BRIEF A:
In the holiday party text, what do these say?
(i) According to the time section, what can serve as backup against chilly weather?
(ii) What kind of invitation can set the tone for a more formal event?
(iii) Where do the favorite buttered pecans come from?
BRIEF B:
Can you return the stretch of the holiday party text that begins at the words "If you want" and stops after "heading to bed!", copied word for word?
BRIEF C:
Could you rewrite the paragraph of the holiday party text that begins "Back out your set costs" as a short list that keeps its main facts?

--- BEGIN GIVEN PASSAGE ---

Planning the Perfect Holiday Party

When developing your holiday party, often the cart is placed before the horse as your initial reason for having an event may not match up to your abilities, space or budget.  Inventory the following event details as they apply to you and your home in making the ultimate planning seamless and painless.

Date:

If you want your guests to stay for the duration of the event, don’t choose a weekend night.   May guests will have numerous events to attend and feel obligated to “just stop by”.  If this is fine with you, what a perfect time to host a “Drop In”.  My favorite invitation of recent years was “A Nip, A Nibble, and Nog”.  Sunday brunch or Sunday afternoons work great!  Early nights during the week are wonderful as well. Having something just after work where guests do not have to change makes it easier for all.   If your event is during the week, put a start and ending time on the invitation so that guests know the parameters.   You don’t want Bubba and Betty showing up as you are going turning out the lights and heading to bed!

 

Time:

When does your home and garden look best?  The nature of Lowcountry weather often lends itself to being able to use the out of doors during December.   If you have clutter that just cannot be dealt with, choose a candlelit evening theme and turn the lights down.  Clutter can become romantic with the turn of a switch if staged well.  Think of portable fireplaces or space heaters as back up to the chilly weather.  A small space heater will make the bartender very happy!

Invitation: 

This is the best time of the year to be creative with an invitation.  Copy an old favorite holiday card, use a photo or perhaps your favorite cartoon strip. Elegant custom printed cards from your favorite stationery can set the tone for a more formal event.

 

Budget:

Back out your set costs that are most important to you and then see home much money is left.  Décor should not be that much if your home is ready for the season.  I always recommend some type of service person, regardless of size, to spoil your guests during the event – refilling drinks, passing hors d’oeuvres, taking coats at the door, checking the tidiness of the rest room.

Guest List:

Married vs. Single – Older vs. Younger – Neighbors or Not.  All great questions.  The key is to be able to estimate how many people you can afford to have for the type of event you wish to host and then mix it up.  Of course, you want to pay back people who have had you during the year.  The key element is a host or hostess who will make sure to introduce the right people to each other due to what they have in common.  Without this, it could take years for guests to know what you can.

The Menu:

Great food is creative – not always expensive.  A family tradition of mine is to drop by for a cocktail and a cup of she crab soup.  You can take this same menu and dress it up with silver and crystal pieces or use pottery and ceramics and make it much more casual.  The soup is offered on the dining room table (or on the stove!) in a tureen with the china coffee cups that are seldom used during the year and sterling spoons and a bottle of sherry – or coffee mugs for a casual look.  The dining table, made smaller for the occasion so that guests can easily flow around it, will feature a selection of American Artisan Cheeses, the name each apply noted on a lovely calling card, a Lowcountry marinated crudités with a Clemson Blue Cheese Dipping Sauce and fresh strawberries with a side of sour cream, brown sugar, and grand mariner dipping sauce.  Our favorite buttered pecans from Golden Kernels Pecan Company in Cameron, South Carolina are placed throughout the house in my favorite bowls.

--- END GIVEN PASSAGE ---
--- BEGIN DATA SHOWN ---

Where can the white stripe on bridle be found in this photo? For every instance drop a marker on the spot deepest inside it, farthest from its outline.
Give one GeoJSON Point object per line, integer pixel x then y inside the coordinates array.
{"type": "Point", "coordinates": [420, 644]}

--- END DATA SHOWN ---

SOLUTION A:
(i) Portable fireplaces or space heaters.
(ii) Elegant custom printed cards from your favorite stationery.
(iii) Golden Kernels Pecan Company in Cameron, South Carolina.

SOLUTION B:
If you want your guests to stay for the duration of the event, don’t choose a weekend night.   May guests will have numerous events to attend and feel obligated to “just stop by”.  If this is fine with you, what a perfect time to host a “Drop In”.  My favorite invitation of recent years was “A Nip, A Nibble, and Nog”.  Sunday brunch or Sunday afternoons work great!  Early nights during the week are wonderful as well. Having something just after work where guests do not have to change makes it easier for all.   If your event is during the week, put a start and ending time on the invitation so that guests know the parameters.   You don’t want Bubba and Betty showing up as you are going turning out the lights and heading to bed!

SOLUTION C:
- Subtract the costs that matter most to you first, then see how much money is left.
- Décor shouldn't cost much if your home is already ready for the season.
- Have some type of service person at the event, whatever its size, to refill drinks, pass hors d'oeuvres, take coats at the door, and check that the restroom stays tidy.